Point-based annotation data

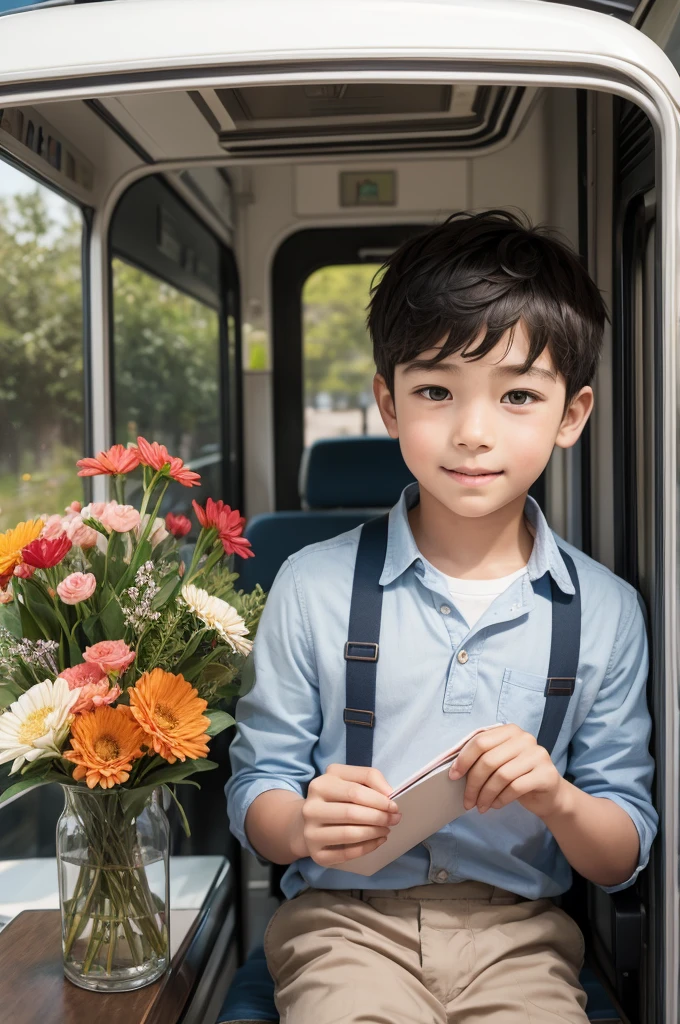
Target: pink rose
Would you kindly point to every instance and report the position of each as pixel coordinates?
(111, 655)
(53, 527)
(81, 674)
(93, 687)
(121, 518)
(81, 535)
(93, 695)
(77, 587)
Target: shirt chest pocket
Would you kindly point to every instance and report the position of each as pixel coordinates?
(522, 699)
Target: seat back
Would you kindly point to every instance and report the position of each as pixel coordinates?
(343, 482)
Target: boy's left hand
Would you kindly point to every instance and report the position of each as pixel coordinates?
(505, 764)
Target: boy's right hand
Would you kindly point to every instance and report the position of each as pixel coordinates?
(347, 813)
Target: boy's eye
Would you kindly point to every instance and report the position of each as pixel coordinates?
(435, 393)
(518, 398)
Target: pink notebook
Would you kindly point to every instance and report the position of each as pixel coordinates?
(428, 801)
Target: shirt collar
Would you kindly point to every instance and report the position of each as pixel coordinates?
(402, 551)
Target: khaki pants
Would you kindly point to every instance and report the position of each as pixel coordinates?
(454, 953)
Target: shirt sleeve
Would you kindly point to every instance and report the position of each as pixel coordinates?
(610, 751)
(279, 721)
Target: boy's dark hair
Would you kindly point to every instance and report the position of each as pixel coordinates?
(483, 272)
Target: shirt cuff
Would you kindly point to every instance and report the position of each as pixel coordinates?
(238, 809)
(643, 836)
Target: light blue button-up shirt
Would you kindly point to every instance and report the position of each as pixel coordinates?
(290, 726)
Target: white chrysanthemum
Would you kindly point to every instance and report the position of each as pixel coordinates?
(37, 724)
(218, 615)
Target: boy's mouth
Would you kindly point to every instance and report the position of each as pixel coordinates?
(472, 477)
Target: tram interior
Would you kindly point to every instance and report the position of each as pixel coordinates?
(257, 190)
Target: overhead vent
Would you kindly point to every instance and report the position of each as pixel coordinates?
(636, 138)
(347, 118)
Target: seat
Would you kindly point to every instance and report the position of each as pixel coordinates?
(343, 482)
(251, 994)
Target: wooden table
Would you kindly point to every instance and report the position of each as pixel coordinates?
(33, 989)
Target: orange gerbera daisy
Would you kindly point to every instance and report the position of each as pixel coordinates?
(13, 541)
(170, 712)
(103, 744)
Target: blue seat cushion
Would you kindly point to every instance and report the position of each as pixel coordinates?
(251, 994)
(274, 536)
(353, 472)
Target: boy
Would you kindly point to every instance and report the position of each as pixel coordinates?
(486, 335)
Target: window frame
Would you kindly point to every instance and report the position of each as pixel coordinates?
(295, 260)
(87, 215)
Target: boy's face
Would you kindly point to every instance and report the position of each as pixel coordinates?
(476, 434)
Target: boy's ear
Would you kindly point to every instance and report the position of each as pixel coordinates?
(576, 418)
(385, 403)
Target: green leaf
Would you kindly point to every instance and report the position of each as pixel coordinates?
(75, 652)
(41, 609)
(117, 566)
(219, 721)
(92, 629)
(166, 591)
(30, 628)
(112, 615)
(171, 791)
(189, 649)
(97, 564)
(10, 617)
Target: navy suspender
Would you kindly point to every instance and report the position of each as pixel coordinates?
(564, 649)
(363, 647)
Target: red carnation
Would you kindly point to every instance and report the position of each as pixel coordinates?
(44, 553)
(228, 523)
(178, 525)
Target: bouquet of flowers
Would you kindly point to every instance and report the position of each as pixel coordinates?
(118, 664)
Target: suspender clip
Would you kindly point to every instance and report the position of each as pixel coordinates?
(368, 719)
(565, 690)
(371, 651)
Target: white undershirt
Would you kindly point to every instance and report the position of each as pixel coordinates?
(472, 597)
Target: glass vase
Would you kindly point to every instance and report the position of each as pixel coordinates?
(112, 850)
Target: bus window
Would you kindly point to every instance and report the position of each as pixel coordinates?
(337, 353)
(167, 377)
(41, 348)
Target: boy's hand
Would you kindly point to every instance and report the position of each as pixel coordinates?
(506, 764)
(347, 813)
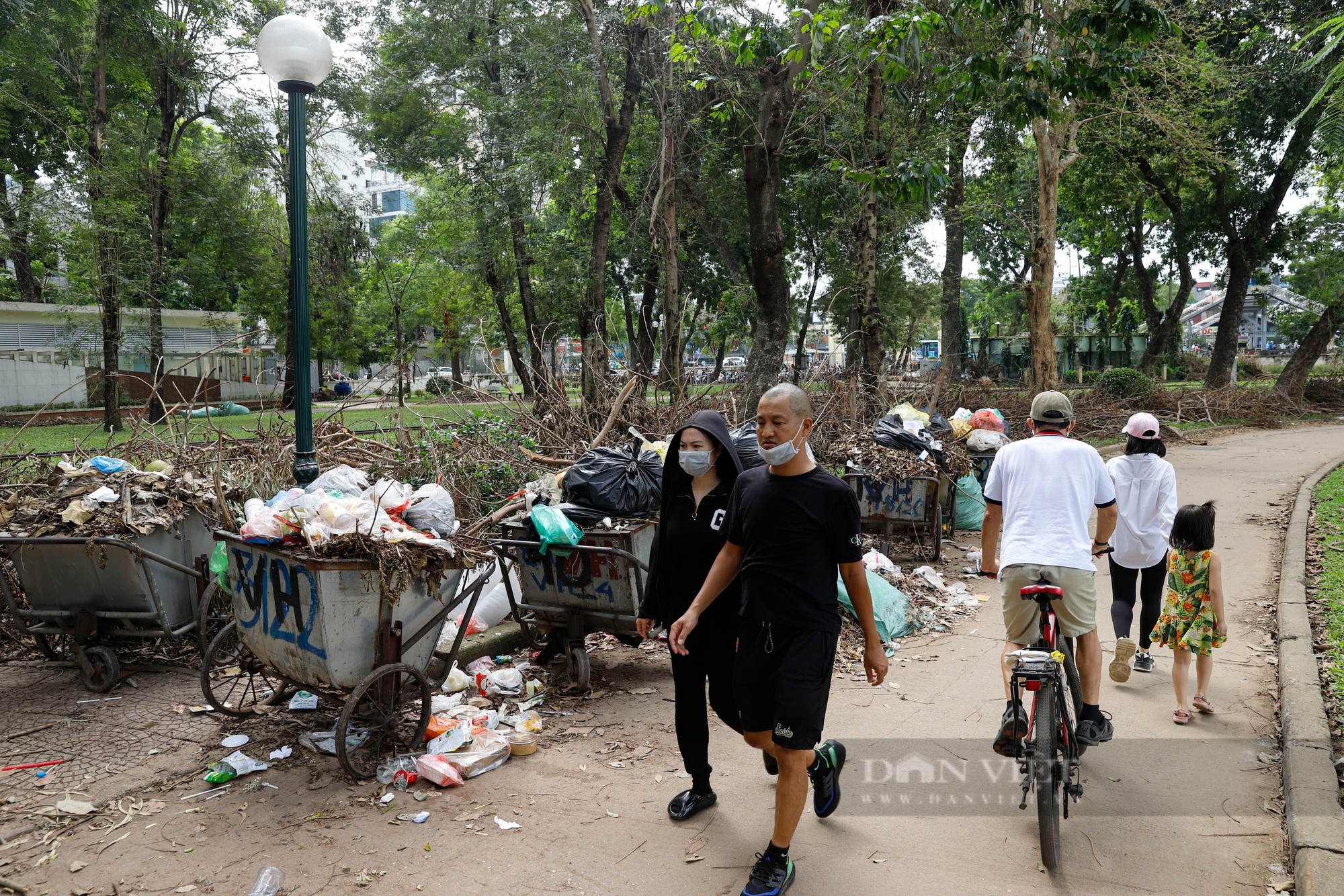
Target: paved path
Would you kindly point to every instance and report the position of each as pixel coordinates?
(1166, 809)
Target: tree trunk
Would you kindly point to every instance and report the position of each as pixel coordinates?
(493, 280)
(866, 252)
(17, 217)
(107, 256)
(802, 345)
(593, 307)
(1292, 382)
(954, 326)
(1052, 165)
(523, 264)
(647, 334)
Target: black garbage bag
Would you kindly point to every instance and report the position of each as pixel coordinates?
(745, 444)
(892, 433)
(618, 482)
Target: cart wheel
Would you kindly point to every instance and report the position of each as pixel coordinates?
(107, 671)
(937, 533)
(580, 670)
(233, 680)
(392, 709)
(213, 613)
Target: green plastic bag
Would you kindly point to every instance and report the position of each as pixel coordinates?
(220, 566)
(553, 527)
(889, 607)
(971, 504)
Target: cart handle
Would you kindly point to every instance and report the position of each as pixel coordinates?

PROBLEM DETAILS = Repeat the stretch from the line containing "Target: boy's hand" through the line containing "(1166, 809)", adding -118 to each coordinate in the answers. Leave the picture out.

IN RESPONSE =
Target: boy's hand
Would you kindly point to every instance and report the position of each as pixel coordinates?
(388, 646)
(229, 695)
Target: paved path
Would you kindly point to every instance and report the position of each as pixel coordinates?
(1048, 691)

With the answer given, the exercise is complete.